## WORK ITEM
Whenever a line in the data below includes the string "jacket", copy it out.

[Records contained in a dataset]
────────────────
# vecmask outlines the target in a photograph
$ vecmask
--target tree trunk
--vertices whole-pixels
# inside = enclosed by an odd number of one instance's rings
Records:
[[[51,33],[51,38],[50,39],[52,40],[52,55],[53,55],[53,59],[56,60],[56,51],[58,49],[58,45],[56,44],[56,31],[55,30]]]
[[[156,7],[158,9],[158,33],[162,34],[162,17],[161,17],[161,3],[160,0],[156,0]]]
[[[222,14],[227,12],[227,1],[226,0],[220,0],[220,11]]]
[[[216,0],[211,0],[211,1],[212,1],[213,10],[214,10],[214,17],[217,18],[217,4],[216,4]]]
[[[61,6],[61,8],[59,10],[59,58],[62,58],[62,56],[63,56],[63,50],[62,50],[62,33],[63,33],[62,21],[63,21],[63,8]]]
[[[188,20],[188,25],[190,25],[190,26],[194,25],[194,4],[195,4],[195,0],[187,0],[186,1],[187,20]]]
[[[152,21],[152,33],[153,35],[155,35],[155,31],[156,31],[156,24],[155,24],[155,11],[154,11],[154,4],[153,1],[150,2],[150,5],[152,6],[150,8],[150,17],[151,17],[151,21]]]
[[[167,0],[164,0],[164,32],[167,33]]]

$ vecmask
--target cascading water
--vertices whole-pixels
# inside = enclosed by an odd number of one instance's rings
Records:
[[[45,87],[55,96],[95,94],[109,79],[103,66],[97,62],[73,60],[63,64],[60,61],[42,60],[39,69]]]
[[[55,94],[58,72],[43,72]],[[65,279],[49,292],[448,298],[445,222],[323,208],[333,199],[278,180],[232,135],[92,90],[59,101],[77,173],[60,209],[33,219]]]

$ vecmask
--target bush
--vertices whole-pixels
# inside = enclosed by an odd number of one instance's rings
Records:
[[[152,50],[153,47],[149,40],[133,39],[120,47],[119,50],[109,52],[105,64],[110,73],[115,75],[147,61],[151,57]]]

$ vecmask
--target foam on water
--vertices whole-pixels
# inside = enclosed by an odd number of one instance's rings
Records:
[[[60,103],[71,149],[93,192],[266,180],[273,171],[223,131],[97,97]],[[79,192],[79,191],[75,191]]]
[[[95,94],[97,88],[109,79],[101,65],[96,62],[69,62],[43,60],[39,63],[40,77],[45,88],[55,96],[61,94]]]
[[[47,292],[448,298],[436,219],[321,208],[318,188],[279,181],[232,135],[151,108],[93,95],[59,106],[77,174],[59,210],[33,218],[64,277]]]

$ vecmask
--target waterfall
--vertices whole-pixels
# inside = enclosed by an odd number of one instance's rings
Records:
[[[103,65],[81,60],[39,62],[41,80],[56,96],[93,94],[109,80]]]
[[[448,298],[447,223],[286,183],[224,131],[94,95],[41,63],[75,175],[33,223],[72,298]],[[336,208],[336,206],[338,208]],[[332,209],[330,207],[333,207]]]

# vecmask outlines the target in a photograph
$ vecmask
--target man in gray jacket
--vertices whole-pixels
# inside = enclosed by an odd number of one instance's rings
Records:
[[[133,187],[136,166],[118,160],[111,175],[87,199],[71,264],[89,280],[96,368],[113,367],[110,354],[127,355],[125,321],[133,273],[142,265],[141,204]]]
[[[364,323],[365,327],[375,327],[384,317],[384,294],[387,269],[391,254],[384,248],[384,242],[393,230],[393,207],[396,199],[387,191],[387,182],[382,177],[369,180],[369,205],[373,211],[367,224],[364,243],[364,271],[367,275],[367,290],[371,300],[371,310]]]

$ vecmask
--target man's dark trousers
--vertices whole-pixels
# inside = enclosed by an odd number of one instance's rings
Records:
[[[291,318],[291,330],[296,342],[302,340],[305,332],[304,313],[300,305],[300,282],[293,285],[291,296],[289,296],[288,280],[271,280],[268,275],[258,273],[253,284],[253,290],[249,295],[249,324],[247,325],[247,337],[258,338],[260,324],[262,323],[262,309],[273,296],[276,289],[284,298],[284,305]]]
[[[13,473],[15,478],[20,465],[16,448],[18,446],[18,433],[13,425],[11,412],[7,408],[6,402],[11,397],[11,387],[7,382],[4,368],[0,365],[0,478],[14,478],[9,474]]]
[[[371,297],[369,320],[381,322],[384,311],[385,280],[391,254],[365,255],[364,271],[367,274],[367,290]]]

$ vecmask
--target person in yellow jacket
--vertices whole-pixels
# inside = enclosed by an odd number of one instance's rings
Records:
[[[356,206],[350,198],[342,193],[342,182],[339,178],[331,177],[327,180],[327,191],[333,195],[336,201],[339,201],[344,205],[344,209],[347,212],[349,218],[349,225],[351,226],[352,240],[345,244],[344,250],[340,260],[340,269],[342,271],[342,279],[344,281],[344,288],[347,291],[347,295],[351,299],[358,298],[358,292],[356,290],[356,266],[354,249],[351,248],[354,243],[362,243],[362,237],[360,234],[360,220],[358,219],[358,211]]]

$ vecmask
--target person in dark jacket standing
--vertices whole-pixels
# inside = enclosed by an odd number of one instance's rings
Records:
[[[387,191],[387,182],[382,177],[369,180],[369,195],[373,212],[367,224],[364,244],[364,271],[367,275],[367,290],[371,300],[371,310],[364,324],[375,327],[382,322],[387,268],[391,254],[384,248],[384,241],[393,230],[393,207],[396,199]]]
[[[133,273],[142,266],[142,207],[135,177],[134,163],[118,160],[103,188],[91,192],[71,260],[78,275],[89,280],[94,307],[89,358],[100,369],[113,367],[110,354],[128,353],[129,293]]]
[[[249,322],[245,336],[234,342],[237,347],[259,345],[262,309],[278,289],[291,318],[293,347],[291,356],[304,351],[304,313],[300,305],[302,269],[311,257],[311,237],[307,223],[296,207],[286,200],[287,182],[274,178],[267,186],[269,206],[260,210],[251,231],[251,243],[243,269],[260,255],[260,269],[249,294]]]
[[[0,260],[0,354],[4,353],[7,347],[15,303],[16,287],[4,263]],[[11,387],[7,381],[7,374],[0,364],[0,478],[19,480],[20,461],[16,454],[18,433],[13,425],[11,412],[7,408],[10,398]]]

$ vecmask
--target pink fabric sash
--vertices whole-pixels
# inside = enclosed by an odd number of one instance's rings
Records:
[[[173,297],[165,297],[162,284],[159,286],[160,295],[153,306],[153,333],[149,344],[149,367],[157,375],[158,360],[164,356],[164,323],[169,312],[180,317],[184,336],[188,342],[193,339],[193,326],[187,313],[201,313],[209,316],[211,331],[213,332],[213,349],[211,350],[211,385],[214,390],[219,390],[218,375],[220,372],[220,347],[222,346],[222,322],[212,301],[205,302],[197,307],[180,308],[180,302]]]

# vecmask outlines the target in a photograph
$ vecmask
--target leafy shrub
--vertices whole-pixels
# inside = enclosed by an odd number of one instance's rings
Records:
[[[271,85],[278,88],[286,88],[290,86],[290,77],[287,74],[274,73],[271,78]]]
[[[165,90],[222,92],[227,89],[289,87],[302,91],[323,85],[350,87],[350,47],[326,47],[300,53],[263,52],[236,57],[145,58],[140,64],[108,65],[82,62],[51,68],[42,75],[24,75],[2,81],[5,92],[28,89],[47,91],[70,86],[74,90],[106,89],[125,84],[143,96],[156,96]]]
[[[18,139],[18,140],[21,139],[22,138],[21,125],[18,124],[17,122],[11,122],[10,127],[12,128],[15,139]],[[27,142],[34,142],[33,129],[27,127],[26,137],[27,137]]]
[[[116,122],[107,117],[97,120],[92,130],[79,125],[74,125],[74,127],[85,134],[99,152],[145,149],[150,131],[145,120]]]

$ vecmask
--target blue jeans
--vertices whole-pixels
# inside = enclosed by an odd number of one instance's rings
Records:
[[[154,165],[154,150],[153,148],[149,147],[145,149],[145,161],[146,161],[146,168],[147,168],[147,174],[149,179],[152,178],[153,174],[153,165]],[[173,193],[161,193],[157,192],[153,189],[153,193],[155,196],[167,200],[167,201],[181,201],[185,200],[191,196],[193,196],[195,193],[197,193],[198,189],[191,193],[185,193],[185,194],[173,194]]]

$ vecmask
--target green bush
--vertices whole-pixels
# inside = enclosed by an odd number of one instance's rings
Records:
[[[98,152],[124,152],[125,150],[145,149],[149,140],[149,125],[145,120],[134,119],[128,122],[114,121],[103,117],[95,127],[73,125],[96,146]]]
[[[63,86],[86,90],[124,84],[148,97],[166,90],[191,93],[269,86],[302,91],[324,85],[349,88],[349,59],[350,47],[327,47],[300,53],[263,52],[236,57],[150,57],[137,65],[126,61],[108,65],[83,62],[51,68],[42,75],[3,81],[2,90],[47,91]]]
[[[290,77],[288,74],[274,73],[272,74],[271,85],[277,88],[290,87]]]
────────────────
## REPLY
--target man in gray jacket
--target person in yellow jacket
--target person in dark jacket standing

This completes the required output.